(Excerpted passage begins)

Of course, it was written by a Frenchman, Alexandre Dumas, and the French apparently have a different idea about what is family-friendly.

Fortunately, Movie Churches has never counted family friendliness among the criteria for films reviewed; the only requirement is that a film has churches and/or clergy. This means the 1948 version of The Three Musketeers doesn’t fit our criteria. In order to avoid offending any Catholics in the audience (or the Roman Catholic Church itself), MGM had VIncent Price play “Prime Minister” Richelieu rather than Cardinal Richelieu.


Fortunately, there have been many, many screen adaptions of The Three Musketeers, from a 1921 silent feature through a 2011 abomination with blimps and high-wire kung-fu. We’ll limit ourselves to two versions, beginning with director Richard Lester’s 1973 version (subtitled "The Queen’s Diamonds"). Along with screenwriter George MacDonald Fraser (known for his series of satirical Flashman novels), Lester leans into the moral shadiness of the adventures, playing up the sex and moral hypocrisy. In addition, Charleton Heston most certainly plays the Cardinal Richelieu.

A young farm boy, D’Artagnan (Michael York), is warned about the Cardinal by his father as he goes off to Paris to become one of the King’s Musketeers, “Never accept insults…Unless it’s from the King…Or the Cardinal Richelieu. Don’t trust him.” Arriving in Paris, D’Artagnan manages to insult three of the King’s Musketeers: Athos (Oliver Reed), Aramis (Richard Chamberlain), and Porthos (Frank Finley). He challenges all three to a duel, but the first duel is interrupted by the Cardinal’s Guards (who we soon learn are rivals of the King’s Musketeers). The Musketeers allow D’Artagnan to join them in a scuffle with the Guards, and the Musketeers are victorious over greater numbers. A group of nuns on a balcony watch the fight excitedly without seeming to choose sides.)

As in the novel, Queen Anne (Geraldine Chaplin) lends her diamonds to her lover, the Duke of Buckingham of England (Simon Ward). Cardinal Richelieu learns of this and encourages King Louis XIII (Jean-Perre Cassel) to hold a ball at which the Queen will wear her diamonds. The Cardinal plans to reveal the queen's affair with the leader of the English, a nobleman, and begin a war between the nations.


The Cardinal’s plan is, of course, foiled by the Musketeers, but he takes his defeat in good spirits. He is cold and calculating, but he also doesn’t seek revenge when there's no profit in it. Compared to the Cardinal Richelieu played by Tim Curry in Disney’s 1993 version of the film, he’s a relative saint.

(Excerpted passage ends)
(Study material begins)

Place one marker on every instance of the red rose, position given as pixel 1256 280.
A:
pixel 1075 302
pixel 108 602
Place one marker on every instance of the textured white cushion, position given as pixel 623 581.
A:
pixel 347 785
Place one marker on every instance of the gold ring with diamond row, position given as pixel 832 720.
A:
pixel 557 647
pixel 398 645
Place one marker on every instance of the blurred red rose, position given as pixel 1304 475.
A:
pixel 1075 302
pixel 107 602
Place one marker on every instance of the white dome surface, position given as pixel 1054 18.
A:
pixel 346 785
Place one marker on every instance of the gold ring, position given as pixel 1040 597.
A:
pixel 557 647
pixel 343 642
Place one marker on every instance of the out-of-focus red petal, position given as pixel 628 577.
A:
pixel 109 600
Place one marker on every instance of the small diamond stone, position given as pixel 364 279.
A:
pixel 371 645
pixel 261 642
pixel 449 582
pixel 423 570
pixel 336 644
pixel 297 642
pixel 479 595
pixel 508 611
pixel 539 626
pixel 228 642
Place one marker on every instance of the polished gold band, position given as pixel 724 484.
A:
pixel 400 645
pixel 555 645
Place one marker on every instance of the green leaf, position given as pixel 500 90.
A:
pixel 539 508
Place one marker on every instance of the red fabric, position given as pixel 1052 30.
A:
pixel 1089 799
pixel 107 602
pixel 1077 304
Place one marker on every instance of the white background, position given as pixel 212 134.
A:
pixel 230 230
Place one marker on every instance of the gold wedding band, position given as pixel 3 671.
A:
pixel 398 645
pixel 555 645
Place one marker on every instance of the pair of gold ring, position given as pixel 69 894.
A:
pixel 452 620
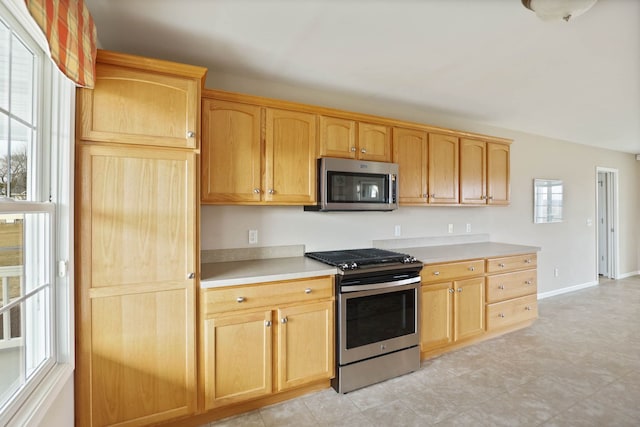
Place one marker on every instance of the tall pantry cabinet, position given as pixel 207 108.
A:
pixel 137 136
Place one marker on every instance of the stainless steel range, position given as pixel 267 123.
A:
pixel 378 301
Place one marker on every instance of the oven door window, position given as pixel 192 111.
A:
pixel 380 317
pixel 346 187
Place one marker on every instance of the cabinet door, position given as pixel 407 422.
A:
pixel 410 153
pixel 443 169
pixel 436 320
pixel 135 228
pixel 374 142
pixel 140 107
pixel 305 344
pixel 290 163
pixel 231 152
pixel 473 171
pixel 337 137
pixel 498 182
pixel 142 358
pixel 468 308
pixel 237 358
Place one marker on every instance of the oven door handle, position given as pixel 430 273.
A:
pixel 373 286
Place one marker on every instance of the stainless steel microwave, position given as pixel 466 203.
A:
pixel 356 185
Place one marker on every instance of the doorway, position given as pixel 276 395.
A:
pixel 607 222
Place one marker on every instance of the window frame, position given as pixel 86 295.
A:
pixel 55 100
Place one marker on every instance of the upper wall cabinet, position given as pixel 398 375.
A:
pixel 443 169
pixel 351 139
pixel 157 105
pixel 410 147
pixel 484 172
pixel 252 154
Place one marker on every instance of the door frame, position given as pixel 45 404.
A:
pixel 612 219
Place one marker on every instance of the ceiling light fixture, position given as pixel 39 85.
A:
pixel 555 10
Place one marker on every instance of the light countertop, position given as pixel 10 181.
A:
pixel 218 274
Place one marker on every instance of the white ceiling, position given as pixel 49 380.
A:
pixel 489 61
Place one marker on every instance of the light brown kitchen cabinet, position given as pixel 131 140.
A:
pixel 231 152
pixel 443 166
pixel 156 105
pixel 511 291
pixel 351 139
pixel 338 137
pixel 266 338
pixel 498 174
pixel 136 249
pixel 257 155
pixel 410 148
pixel 452 304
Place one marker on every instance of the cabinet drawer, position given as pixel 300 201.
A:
pixel 511 312
pixel 266 294
pixel 518 262
pixel 454 270
pixel 511 285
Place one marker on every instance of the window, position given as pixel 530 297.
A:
pixel 35 132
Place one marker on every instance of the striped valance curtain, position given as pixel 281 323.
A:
pixel 71 34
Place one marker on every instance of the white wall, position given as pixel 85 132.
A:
pixel 569 246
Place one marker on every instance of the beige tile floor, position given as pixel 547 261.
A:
pixel 577 365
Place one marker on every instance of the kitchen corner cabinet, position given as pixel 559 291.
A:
pixel 452 304
pixel 264 339
pixel 443 167
pixel 141 101
pixel 136 249
pixel 352 139
pixel 257 155
pixel 484 172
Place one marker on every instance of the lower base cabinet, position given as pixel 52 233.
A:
pixel 248 354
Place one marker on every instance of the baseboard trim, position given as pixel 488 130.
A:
pixel 625 275
pixel 567 290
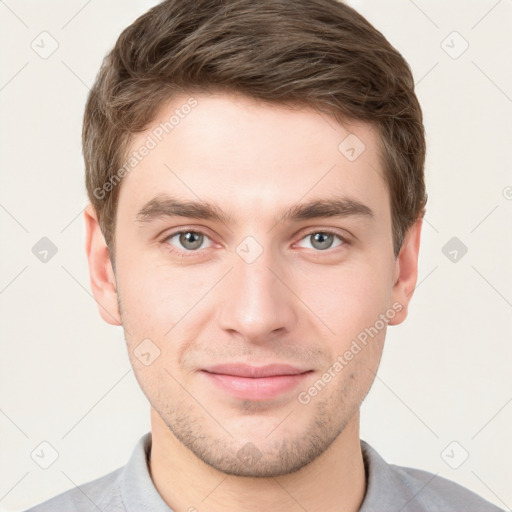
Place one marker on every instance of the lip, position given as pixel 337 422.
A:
pixel 255 383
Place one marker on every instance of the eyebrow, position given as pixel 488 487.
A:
pixel 163 206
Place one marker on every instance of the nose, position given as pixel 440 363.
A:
pixel 257 300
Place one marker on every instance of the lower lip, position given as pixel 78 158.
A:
pixel 256 388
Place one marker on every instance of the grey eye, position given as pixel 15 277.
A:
pixel 188 240
pixel 321 240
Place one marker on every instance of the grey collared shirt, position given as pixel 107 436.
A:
pixel 390 488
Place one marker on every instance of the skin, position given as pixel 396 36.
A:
pixel 294 304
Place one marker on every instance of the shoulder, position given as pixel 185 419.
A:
pixel 436 493
pixel 414 490
pixel 100 494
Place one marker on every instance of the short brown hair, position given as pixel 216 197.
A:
pixel 311 53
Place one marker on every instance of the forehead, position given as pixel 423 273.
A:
pixel 251 158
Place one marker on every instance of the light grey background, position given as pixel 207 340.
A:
pixel 445 375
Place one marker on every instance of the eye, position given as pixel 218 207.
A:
pixel 188 240
pixel 323 240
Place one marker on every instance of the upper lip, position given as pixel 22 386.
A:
pixel 245 370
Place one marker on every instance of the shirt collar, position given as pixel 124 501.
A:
pixel 385 490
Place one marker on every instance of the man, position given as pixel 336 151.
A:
pixel 255 172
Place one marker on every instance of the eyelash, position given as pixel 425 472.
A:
pixel 190 254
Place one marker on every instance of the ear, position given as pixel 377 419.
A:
pixel 406 271
pixel 101 274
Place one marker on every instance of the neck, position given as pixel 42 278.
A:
pixel 333 481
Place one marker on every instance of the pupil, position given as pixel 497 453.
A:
pixel 324 240
pixel 188 238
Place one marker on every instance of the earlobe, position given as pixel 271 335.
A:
pixel 406 271
pixel 101 274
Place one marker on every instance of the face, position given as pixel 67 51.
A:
pixel 255 326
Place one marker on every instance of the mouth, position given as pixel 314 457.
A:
pixel 255 383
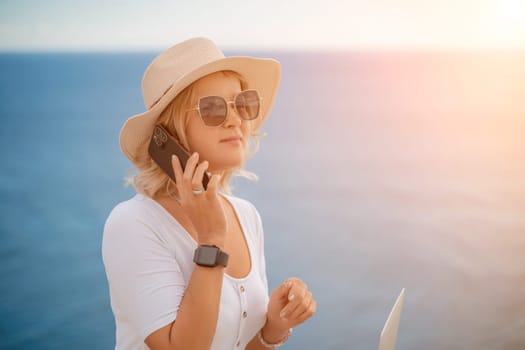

(Study material ends)

*Work instructions*
**1.** In the review of The Three Musketeers films, what title does Richelieu have in MGM's 1948 version?
**2.** Write the next part of the review of The Three Musketeers films, picking up after its final sentence.

*Responses by task*
**1.** He is "Prime Minister" Richelieu rather than Cardinal Richelieu.

**2.**
In this version, the French Musketeers are played by Americans: Chris O’Donnell (D’Artagnan), Charlie Sheen (Aramis), Keifer Sutherland (Athos), and Oliver Platt (Porthos). I’m sure the success of Young Guns played a part in the casting. I’m just surprised they didn’t title the film Young Swords.

I suppose because it was Disney, the Musketeers’ assignment is not to cover up the Queen’s affair, but instead, the Musketeers must recover a secret treaty the Cardinal sends to England.


Curry’s Cardinal is a much nastier piece of work than Heston’s. We see him early in the film visiting prisoners in their cells. One of the men pleads for mercy from the Cardinal for the crime of theft. “My family was starving. Please in the name of God…”

“Very well,” says the Cardinal. “In the Name of God.” And the Cardinal has the prisoner executed, saying, “One less mouth to feed.”

In this film, the Cardinal isn’t trying to expose Queen Anne's (Gabrielle Anwar) affair but wants to have an affair with her himself. He enters her room as she bathes and watches lustfully. He says to her, “After all, I’m still a man.” 

She responds, “Your sacrifice brings you closer to God.” 

He responds, “But it is not God I desire to be close to.” In spite of his efforts, she is able to parry his advances.

I was rather surprised by the graphic nature of this scene. There are also a number of killings in the film and lingering shots of women’s bosoms, but that doesn’t impact the film’s Movie Churches Steeple rating, which is based on the behavior of the Cardinal, who is the prominent clergyman in the films. The 1973 Cardinal Heston and the 1993 Cardinal Curry average out to a lowly Movie Churches rating of One Steeple.